[Opening DATA FOR ANALYSIS section]

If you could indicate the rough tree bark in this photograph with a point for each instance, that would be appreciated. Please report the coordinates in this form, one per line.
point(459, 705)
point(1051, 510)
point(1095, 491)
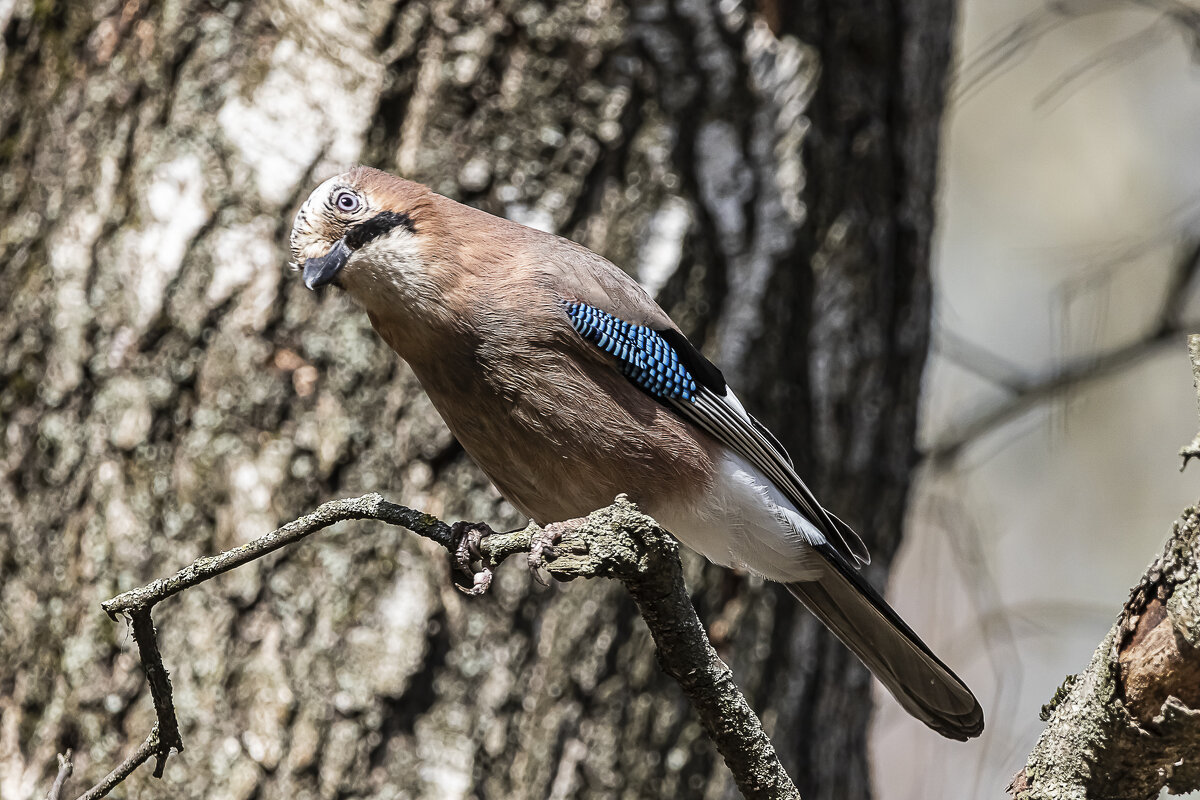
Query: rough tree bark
point(167, 389)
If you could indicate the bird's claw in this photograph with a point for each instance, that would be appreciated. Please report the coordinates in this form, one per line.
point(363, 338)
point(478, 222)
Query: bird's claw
point(544, 547)
point(468, 557)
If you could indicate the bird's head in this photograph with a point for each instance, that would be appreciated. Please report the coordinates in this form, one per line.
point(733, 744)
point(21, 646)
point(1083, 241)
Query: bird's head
point(359, 230)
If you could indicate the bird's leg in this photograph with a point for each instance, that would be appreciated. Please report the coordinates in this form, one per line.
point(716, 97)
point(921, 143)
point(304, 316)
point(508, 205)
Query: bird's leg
point(468, 558)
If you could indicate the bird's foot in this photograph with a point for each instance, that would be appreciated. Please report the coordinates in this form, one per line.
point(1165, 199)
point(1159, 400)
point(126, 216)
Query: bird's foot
point(544, 547)
point(469, 572)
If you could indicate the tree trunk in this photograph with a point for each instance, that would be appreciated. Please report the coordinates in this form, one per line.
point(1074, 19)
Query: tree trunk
point(168, 389)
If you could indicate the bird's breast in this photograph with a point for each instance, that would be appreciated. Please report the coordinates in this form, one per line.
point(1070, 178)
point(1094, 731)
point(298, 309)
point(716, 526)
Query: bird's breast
point(561, 434)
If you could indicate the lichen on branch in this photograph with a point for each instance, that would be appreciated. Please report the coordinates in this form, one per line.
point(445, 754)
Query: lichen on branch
point(616, 542)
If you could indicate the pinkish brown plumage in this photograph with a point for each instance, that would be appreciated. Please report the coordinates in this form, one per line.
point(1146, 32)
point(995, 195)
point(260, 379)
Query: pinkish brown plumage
point(568, 385)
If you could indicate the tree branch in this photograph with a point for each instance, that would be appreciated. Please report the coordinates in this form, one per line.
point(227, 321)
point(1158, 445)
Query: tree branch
point(60, 780)
point(1129, 725)
point(616, 542)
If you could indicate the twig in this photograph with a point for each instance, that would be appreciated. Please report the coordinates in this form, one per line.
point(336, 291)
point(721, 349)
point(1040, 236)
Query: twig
point(1192, 450)
point(143, 753)
point(616, 542)
point(60, 780)
point(1038, 391)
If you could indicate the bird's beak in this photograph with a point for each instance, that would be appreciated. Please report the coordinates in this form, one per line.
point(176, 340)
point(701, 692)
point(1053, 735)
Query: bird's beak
point(319, 271)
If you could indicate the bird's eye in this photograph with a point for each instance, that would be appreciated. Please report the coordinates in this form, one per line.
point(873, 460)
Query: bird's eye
point(347, 202)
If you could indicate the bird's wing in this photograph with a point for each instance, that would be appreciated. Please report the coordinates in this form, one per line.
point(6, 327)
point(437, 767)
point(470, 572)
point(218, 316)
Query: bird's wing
point(665, 365)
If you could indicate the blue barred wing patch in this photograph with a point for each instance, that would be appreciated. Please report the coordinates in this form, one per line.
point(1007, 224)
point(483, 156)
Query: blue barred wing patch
point(646, 358)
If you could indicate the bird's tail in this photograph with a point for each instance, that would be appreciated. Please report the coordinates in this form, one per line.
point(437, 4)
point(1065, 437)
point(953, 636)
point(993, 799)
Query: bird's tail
point(863, 620)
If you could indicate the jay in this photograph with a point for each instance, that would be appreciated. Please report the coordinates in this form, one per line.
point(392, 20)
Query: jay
point(568, 385)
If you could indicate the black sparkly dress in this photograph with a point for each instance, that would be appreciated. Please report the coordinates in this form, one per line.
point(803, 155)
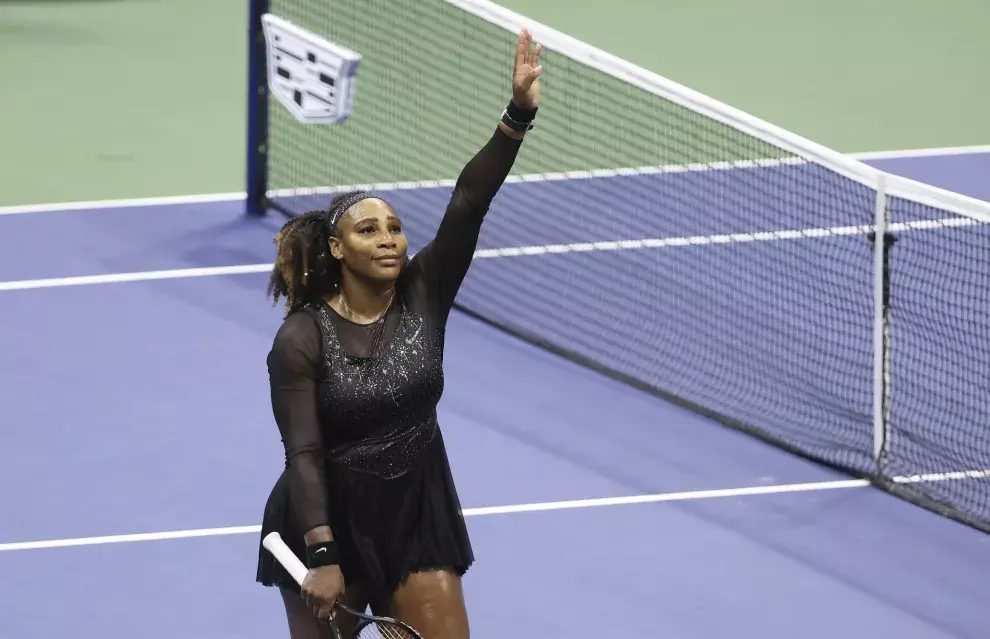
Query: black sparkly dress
point(356, 409)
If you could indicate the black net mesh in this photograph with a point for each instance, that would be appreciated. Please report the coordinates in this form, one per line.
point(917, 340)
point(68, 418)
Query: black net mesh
point(939, 353)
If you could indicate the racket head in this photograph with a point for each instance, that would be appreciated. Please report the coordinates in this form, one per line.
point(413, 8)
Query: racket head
point(373, 627)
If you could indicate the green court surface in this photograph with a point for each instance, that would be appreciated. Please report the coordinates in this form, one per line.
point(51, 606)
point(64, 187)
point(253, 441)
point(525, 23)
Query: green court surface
point(109, 99)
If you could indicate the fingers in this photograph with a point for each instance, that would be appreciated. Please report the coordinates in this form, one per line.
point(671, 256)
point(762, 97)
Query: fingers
point(525, 52)
point(325, 612)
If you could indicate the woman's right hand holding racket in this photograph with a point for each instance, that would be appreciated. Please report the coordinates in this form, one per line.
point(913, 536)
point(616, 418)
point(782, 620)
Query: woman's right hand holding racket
point(321, 589)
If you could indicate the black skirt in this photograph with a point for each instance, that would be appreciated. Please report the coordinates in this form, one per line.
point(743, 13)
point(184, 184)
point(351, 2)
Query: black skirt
point(386, 528)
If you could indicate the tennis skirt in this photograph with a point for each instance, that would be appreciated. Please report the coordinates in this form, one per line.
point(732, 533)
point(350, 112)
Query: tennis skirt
point(385, 528)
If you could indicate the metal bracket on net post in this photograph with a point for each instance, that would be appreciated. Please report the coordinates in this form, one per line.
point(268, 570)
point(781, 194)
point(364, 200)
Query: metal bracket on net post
point(881, 325)
point(257, 112)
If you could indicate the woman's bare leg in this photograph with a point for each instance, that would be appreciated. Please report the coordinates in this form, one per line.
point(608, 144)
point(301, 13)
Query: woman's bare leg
point(432, 602)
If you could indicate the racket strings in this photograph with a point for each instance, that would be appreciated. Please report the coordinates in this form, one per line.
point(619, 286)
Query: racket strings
point(384, 630)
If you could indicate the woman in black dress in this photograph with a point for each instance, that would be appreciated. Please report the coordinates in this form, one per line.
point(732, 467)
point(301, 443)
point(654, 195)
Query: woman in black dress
point(366, 498)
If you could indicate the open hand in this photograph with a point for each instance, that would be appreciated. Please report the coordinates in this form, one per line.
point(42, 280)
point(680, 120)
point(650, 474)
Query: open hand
point(526, 72)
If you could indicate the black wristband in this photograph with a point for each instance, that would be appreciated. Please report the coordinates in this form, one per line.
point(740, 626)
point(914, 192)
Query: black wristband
point(520, 114)
point(518, 118)
point(324, 553)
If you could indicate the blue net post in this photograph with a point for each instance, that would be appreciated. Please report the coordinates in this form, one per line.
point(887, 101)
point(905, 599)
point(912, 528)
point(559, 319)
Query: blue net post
point(257, 112)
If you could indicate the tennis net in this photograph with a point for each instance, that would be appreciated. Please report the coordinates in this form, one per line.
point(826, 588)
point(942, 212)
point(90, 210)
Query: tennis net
point(674, 242)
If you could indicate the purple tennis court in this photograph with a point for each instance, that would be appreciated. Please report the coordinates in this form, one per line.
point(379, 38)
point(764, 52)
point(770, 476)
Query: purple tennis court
point(139, 448)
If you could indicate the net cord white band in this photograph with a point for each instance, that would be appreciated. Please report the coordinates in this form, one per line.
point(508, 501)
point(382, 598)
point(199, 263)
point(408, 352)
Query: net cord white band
point(296, 568)
point(630, 73)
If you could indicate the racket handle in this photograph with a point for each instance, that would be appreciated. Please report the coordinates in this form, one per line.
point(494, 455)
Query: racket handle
point(274, 544)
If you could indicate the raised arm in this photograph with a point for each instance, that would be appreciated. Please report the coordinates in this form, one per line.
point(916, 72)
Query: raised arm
point(292, 371)
point(448, 256)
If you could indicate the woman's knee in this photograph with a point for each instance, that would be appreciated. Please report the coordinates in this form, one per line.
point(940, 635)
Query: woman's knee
point(432, 602)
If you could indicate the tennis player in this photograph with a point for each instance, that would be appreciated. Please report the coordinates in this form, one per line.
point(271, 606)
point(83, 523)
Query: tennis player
point(366, 499)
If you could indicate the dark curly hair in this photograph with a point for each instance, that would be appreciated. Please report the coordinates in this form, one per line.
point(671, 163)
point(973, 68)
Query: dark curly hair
point(305, 271)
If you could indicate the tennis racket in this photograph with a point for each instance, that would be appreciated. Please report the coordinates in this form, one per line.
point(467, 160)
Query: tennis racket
point(368, 626)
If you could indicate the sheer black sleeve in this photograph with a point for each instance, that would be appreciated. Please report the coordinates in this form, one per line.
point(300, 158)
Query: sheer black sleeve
point(446, 259)
point(292, 370)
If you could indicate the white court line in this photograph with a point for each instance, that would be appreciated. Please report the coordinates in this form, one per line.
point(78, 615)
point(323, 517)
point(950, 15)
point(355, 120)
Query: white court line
point(173, 200)
point(468, 512)
point(525, 508)
point(514, 251)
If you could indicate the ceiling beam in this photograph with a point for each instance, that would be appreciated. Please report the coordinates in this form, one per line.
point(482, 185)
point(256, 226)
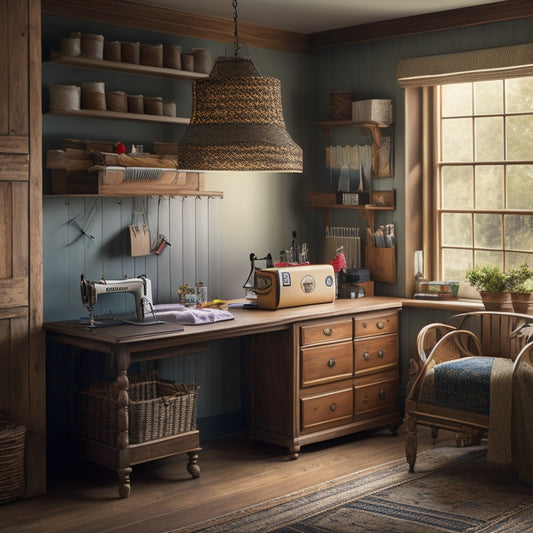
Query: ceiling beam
point(134, 15)
point(443, 20)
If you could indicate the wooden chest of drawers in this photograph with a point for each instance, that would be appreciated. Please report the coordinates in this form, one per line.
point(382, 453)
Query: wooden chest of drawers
point(325, 378)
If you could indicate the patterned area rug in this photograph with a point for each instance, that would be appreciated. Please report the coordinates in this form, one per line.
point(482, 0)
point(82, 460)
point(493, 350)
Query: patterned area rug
point(452, 490)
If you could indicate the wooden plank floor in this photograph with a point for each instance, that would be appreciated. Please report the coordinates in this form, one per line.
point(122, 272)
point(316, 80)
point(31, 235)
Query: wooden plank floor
point(84, 498)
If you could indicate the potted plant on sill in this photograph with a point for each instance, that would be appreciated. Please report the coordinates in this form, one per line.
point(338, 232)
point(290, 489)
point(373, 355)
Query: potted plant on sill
point(493, 286)
point(520, 283)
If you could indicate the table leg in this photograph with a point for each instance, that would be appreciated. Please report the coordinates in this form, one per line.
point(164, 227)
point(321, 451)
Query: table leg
point(124, 486)
point(122, 360)
point(192, 466)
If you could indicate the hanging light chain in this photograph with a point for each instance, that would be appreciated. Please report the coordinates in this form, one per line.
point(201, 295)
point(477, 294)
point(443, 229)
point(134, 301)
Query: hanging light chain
point(236, 45)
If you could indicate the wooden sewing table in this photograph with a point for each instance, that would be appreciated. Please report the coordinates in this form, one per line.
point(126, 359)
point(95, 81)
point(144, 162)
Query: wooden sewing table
point(126, 344)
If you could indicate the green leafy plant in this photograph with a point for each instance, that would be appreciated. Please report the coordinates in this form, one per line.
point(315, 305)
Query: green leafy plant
point(519, 280)
point(488, 278)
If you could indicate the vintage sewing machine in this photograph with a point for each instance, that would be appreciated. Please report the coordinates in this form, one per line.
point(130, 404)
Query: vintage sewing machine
point(140, 287)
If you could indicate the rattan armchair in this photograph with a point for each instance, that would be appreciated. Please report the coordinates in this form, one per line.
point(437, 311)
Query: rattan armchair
point(450, 379)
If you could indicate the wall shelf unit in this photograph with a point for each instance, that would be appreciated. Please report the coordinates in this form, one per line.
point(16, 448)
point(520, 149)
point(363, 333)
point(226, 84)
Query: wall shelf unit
point(366, 212)
point(373, 127)
point(115, 115)
point(119, 66)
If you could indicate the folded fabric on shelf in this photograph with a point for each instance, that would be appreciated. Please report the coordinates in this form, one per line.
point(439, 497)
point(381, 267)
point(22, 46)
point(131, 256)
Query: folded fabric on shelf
point(190, 315)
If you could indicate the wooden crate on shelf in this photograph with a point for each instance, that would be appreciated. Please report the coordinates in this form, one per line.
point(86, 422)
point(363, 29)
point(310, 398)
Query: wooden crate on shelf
point(113, 181)
point(86, 171)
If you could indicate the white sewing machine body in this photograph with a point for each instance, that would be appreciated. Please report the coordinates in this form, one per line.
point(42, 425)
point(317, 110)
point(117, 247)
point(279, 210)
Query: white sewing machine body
point(140, 287)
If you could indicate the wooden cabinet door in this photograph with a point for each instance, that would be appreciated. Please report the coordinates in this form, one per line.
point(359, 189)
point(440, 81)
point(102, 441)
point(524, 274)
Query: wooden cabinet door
point(22, 361)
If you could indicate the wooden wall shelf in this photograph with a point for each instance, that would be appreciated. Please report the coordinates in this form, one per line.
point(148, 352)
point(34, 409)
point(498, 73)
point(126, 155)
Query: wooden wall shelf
point(366, 212)
point(115, 115)
point(373, 127)
point(120, 66)
point(112, 181)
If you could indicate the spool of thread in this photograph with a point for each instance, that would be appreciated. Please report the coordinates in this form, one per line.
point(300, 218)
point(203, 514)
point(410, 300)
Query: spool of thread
point(135, 103)
point(70, 46)
point(112, 51)
point(92, 45)
point(64, 97)
point(202, 60)
point(93, 95)
point(153, 105)
point(131, 52)
point(117, 101)
point(172, 56)
point(169, 108)
point(187, 62)
point(152, 55)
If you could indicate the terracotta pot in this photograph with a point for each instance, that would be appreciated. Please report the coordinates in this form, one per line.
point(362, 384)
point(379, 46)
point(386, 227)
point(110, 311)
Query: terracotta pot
point(496, 301)
point(522, 302)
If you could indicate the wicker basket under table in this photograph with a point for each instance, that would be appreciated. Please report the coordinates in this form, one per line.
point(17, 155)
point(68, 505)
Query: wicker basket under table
point(161, 422)
point(156, 409)
point(12, 439)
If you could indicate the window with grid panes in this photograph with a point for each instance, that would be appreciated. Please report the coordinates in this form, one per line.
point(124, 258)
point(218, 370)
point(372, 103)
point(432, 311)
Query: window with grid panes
point(484, 172)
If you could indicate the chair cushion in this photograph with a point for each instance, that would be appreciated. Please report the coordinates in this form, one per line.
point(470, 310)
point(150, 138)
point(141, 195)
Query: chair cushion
point(462, 384)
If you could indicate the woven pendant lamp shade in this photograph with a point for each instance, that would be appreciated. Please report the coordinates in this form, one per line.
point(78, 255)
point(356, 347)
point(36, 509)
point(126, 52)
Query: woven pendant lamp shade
point(237, 123)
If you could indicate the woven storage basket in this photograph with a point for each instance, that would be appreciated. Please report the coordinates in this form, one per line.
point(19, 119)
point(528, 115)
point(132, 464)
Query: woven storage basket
point(151, 55)
point(92, 45)
point(153, 105)
point(112, 51)
point(117, 101)
point(372, 111)
point(131, 52)
point(340, 105)
point(157, 408)
point(11, 460)
point(135, 103)
point(172, 56)
point(64, 97)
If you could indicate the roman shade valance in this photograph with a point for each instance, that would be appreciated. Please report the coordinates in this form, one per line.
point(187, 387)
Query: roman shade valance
point(475, 65)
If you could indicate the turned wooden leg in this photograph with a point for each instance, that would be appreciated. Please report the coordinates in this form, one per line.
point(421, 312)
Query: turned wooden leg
point(192, 466)
point(393, 428)
point(124, 487)
point(468, 437)
point(294, 452)
point(411, 443)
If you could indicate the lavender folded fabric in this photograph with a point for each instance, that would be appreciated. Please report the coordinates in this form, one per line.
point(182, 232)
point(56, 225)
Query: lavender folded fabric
point(190, 315)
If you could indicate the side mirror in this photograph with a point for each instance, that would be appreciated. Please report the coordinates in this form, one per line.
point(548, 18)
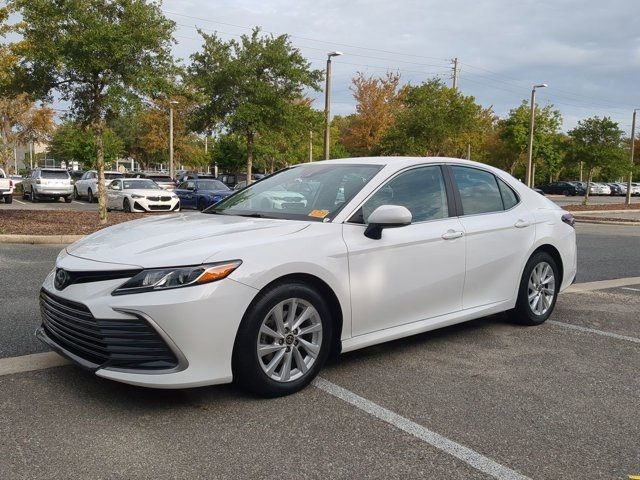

[Closing DATA FOR ANALYSIS section]

* **ABOUT THIS EXERCISE**
Look above for the line holding "point(199, 263)", then set down exactly that line and every line after it up to and including the line holding "If you could indicate the woman's knee", with nothing else.

* **EXERCISE RESPONSE**
point(199, 263)
point(408, 352)
Query: net cord white band
point(296, 568)
point(630, 73)
If you could indicate the racket handle in this photograph with a point for each instance, that would be appreciated. Please report the coordinates in this form, one per line.
point(494, 455)
Query: racket handle
point(274, 544)
If you could indicate the raised arm in this photograph with a point for each instance, that would be appreciated. Please report the coordinates in this form, one per line.
point(916, 72)
Query: raised arm
point(292, 371)
point(448, 256)
If you could indicate the woman's knee in this photograph with a point for each instance, that would be appreciated. Please report the coordinates in this form, one per line.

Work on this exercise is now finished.